---------- EXTRAIT CHOISI ----------

L’exposition « Des hommes sans Histoire ? » a ouvert ses portes, jusqu’au 31 juillet, au musée des arts derniers à Paris. Dix-huit artistes internationaux se sont penchés sur le thème de la spoliation des biens culturels. A travers leurs œuvres, ils entendent dénoncer ce pillage en montrant le vide que ces vols ont laissés, en particulier sur le continent africain. Interview d’Olivier Sultan, commissaire de l’exposition.

Par Louise Simondet

musee.jpgAlors que se déroule au Quai Branly, à Paris, une exposition censée redonner toute sa valeur à l’art africain, le musée des Arts derniers, au travers de l’exposition « Des hommes sans histoire ? », entend dénoncer la spoliation de la culture africaine par les civilisations occidentales. Une exposition engagée, axée sur le dialogue entre artistes contemporains africains et européens, ouverte jusqu’au 31 juillet prochain. Les créations inédites de 18 plasticiens doivent permettre de faire écho au vide laissé par les objets dérobés à partir de la période coloniale et relevant des patrimoines nationaux. Une civilisation sans patrimoine peut-elle avoir une histoire ? L’exposition ouvre une fenêtre sur un thème récurrent dont on parle trop peu. Elle dénonce ce pillage culturel et redonne une mémoire collective à l’Afrique… Ce projet a pris naissance il y a un an et demi à l’initiative d’Olivier Sultan. Commissaire de l’exposition, mais aussi artiste, il a réalisé spécialement pour cette exposition une installation qui se nomme « La guerre de l’art ». Entretien.

Afrik.com : Quel a été le point de départ de ce cheminement artistique sur la spoliation des biens culturels ?

----------

Quels lieux l'extrait sur l'exposition ci-dessus désigne-t-il par un nom propre ?

---------- LISTE DES DONNÉES ----------

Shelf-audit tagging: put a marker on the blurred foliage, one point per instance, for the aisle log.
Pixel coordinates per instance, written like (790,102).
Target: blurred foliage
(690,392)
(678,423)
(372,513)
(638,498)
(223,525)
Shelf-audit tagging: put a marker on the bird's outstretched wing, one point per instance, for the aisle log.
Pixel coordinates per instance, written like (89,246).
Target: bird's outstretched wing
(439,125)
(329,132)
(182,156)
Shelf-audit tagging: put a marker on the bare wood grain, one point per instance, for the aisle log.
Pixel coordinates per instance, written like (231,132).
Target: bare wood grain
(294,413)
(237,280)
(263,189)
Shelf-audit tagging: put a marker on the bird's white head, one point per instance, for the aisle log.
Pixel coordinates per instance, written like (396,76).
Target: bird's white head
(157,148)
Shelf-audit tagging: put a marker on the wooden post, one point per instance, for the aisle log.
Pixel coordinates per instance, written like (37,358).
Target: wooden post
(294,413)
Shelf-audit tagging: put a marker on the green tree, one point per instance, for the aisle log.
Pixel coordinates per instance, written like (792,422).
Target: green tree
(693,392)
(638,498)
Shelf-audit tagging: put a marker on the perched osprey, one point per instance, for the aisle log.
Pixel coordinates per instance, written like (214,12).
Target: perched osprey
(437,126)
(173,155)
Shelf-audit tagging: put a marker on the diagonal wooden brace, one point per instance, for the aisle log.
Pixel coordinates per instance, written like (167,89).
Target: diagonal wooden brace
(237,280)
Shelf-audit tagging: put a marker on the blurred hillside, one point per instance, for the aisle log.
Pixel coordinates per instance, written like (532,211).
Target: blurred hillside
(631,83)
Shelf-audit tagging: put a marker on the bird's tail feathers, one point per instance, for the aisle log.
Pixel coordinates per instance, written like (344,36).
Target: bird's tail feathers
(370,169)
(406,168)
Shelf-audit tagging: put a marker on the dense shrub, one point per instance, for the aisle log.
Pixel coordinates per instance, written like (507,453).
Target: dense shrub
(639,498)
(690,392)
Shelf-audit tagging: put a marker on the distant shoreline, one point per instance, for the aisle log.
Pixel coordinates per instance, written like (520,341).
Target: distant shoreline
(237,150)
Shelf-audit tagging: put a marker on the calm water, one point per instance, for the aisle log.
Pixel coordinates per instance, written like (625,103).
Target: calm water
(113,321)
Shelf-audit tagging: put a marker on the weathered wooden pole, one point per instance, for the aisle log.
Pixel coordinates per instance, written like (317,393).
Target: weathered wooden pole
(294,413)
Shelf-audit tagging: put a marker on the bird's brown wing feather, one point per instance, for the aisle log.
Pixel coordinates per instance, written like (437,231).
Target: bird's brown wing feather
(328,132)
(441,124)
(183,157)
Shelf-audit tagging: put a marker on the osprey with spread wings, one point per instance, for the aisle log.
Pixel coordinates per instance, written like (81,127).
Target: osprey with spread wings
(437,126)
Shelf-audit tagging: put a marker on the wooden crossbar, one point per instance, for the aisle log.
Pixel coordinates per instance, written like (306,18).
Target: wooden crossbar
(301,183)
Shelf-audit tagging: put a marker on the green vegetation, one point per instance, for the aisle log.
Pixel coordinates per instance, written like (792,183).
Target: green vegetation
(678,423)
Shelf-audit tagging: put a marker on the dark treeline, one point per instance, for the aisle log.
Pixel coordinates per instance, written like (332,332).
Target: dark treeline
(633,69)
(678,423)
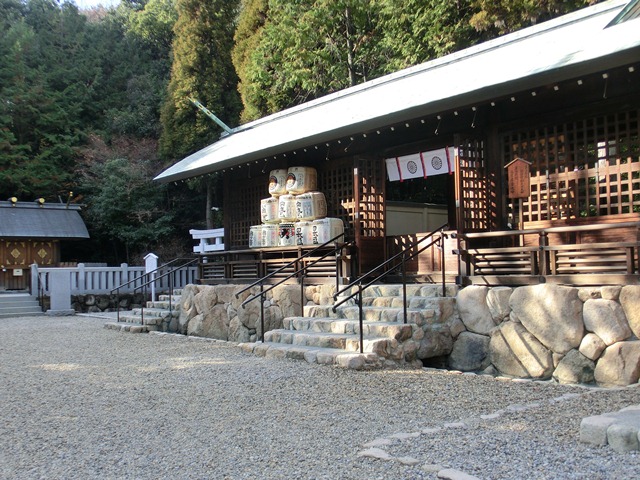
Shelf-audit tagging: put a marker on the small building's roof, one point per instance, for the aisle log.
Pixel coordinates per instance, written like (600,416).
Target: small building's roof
(577,44)
(31,220)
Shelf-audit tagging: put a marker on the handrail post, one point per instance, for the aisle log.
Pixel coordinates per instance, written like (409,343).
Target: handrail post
(170,295)
(360,317)
(118,304)
(442,259)
(262,312)
(404,287)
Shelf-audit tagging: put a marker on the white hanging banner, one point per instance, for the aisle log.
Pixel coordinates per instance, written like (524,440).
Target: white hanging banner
(422,164)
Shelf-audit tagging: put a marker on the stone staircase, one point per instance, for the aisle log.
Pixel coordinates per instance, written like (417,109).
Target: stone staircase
(19,305)
(326,337)
(156,316)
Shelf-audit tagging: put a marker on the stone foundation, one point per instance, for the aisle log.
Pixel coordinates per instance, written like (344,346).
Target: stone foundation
(573,335)
(95,303)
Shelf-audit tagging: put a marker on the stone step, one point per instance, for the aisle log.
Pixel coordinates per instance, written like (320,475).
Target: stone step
(163,304)
(322,356)
(174,298)
(129,327)
(156,312)
(395,330)
(413,290)
(341,341)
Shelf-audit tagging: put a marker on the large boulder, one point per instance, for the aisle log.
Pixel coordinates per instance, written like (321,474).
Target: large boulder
(498,303)
(213,323)
(592,346)
(606,319)
(288,298)
(473,309)
(470,352)
(516,352)
(619,364)
(552,313)
(574,368)
(436,342)
(187,307)
(630,300)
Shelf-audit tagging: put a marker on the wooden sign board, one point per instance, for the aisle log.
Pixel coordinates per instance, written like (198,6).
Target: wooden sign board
(519,176)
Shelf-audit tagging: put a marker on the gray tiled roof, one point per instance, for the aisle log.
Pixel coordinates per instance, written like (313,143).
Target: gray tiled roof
(553,51)
(29,220)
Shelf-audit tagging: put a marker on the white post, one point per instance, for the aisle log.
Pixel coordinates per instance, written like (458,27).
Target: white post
(34,279)
(82,279)
(150,265)
(60,293)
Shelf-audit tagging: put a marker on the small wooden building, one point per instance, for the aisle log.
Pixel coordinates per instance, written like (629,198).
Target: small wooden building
(31,233)
(562,97)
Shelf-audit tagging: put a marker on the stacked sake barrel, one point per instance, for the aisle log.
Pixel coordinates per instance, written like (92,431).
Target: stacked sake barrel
(295,213)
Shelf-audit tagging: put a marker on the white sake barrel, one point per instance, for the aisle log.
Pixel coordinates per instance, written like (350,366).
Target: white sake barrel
(311,205)
(303,233)
(324,229)
(269,210)
(255,236)
(301,180)
(287,234)
(270,235)
(278,182)
(287,208)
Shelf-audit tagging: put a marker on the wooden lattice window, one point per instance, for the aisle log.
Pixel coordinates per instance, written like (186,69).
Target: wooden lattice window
(243,208)
(472,190)
(371,177)
(585,168)
(335,180)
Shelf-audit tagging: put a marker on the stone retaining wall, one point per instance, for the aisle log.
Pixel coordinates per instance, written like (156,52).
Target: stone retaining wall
(95,303)
(573,335)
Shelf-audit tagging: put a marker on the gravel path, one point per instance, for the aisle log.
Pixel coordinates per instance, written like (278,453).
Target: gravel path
(79,402)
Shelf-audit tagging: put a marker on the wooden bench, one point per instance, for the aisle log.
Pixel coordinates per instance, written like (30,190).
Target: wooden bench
(209,240)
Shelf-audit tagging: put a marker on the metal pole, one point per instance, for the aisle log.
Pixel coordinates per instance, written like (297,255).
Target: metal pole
(360,314)
(444,287)
(262,312)
(404,287)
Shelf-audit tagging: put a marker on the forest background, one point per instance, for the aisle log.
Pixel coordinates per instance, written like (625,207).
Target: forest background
(95,102)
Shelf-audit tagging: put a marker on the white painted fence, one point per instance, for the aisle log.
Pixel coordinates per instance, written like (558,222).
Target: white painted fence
(86,279)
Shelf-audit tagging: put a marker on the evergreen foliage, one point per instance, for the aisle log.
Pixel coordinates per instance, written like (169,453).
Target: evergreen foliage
(202,70)
(97,101)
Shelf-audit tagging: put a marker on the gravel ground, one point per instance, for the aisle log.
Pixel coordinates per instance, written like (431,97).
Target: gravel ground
(79,402)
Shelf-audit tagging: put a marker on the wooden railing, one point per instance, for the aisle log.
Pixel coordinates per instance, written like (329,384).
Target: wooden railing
(611,262)
(95,280)
(245,266)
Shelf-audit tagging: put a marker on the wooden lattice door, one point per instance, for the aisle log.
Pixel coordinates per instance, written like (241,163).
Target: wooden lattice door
(473,189)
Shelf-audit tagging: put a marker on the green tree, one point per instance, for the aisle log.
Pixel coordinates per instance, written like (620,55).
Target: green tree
(124,206)
(304,50)
(415,31)
(497,17)
(202,69)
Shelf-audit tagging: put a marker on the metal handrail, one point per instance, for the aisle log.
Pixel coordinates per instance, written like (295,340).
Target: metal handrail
(402,254)
(152,280)
(297,272)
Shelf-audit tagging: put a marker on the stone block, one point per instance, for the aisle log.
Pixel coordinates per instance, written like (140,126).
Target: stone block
(606,319)
(619,364)
(473,309)
(593,430)
(630,301)
(592,346)
(551,313)
(515,351)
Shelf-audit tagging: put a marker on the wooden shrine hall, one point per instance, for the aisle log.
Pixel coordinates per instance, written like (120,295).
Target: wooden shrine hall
(33,233)
(533,140)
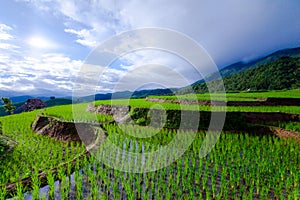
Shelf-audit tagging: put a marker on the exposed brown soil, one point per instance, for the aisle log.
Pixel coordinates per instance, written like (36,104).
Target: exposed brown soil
(64,131)
(282,133)
(265,102)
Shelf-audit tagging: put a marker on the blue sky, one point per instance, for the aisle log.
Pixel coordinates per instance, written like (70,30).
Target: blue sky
(44,43)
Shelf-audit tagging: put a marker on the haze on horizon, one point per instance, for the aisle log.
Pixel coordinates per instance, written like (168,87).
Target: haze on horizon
(43,43)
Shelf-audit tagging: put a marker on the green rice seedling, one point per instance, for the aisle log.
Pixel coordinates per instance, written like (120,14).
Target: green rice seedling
(35,184)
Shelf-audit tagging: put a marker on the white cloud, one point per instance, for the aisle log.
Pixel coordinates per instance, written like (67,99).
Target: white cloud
(4,32)
(86,37)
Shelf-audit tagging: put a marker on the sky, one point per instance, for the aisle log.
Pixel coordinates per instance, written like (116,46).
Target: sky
(45,44)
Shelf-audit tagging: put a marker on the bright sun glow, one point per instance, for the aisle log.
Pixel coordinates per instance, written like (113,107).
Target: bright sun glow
(40,42)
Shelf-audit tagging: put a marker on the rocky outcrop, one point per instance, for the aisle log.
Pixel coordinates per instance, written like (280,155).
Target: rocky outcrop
(65,131)
(121,114)
(30,105)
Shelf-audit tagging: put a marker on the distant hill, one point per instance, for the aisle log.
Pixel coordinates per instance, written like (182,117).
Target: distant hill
(49,103)
(128,94)
(283,73)
(241,66)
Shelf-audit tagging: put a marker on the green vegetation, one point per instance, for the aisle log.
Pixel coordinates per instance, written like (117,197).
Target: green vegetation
(238,96)
(142,103)
(241,165)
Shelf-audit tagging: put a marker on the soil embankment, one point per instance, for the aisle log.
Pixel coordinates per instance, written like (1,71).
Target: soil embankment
(64,131)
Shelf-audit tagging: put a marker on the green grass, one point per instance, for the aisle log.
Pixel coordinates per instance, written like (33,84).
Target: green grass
(142,103)
(33,151)
(240,96)
(241,166)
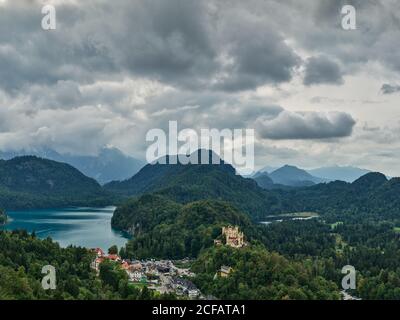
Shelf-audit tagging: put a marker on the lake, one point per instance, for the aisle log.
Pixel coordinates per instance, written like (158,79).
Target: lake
(289,217)
(87,227)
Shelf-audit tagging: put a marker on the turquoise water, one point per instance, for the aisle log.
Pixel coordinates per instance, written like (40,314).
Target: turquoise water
(87,227)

----------

SOLUTION →
Paris, le musée des Arts derniers, le Quai Branly et l'Afrique.